** The task **
Copy out each line of the data that includes the string "brown".

━━━ Input material

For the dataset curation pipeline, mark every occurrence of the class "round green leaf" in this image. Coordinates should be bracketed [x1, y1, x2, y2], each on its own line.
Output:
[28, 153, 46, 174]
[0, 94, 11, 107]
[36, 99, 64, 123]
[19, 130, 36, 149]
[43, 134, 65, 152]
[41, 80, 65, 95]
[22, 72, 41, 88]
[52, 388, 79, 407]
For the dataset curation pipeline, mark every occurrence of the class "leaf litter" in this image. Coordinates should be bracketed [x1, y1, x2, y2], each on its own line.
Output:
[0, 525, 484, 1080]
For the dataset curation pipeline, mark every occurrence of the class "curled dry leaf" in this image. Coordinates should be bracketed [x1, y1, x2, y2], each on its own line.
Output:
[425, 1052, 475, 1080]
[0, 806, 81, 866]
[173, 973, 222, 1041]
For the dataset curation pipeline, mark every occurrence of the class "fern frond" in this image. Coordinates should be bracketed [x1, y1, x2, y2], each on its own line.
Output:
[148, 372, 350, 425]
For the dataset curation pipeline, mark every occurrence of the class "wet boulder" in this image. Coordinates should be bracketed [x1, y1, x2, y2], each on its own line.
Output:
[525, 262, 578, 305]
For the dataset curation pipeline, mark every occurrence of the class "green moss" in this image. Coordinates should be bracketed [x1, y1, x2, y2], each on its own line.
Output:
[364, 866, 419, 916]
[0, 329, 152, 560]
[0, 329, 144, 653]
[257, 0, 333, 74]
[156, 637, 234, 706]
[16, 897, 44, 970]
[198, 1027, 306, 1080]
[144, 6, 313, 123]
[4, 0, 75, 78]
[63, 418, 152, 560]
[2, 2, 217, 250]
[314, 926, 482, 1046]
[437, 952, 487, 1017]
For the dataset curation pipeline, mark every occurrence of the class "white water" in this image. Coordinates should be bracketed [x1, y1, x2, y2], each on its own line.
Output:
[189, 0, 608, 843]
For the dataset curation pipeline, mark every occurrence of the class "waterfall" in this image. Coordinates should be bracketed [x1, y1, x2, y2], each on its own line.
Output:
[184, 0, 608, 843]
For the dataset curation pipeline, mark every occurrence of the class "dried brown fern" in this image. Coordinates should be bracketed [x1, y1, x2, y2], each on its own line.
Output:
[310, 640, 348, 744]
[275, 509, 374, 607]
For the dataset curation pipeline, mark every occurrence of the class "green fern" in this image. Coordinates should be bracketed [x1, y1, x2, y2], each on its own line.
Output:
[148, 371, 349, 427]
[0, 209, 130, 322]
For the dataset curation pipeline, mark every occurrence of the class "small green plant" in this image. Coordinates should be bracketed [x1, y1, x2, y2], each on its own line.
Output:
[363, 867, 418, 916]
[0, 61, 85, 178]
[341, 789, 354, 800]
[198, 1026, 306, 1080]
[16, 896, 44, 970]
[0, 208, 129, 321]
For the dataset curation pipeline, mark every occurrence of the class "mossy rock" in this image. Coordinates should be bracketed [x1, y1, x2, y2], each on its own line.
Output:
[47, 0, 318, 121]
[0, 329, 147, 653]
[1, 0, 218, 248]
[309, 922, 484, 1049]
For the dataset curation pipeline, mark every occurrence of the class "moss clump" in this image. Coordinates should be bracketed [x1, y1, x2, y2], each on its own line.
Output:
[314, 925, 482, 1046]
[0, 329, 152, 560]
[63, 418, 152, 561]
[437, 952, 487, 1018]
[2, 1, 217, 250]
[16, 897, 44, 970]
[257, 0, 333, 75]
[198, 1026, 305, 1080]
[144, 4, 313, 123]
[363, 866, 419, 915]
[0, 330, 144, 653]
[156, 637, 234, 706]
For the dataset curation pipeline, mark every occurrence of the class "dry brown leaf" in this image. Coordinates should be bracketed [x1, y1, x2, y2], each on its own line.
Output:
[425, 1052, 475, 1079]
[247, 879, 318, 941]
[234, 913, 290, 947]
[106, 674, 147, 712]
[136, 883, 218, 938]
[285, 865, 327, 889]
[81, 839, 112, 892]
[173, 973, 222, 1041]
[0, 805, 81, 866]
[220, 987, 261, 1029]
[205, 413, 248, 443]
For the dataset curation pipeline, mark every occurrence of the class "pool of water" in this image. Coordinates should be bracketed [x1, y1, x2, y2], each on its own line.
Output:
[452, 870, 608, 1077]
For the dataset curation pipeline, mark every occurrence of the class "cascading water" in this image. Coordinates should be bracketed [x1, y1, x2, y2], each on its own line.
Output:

━━━━━━

** Reply to the task **
For the dataset curation pipeline, mark every occurrence of the class "dried brown fern" in this image. Coordinates should be bracketed [x1, y1, x2, y2], each on its own line.
For the dataset curation pipeline, mark every occurrence of the class "dry brown leaf" in this image. Coordinates should be bracketed [x1, y1, x2, y2], each on its own line.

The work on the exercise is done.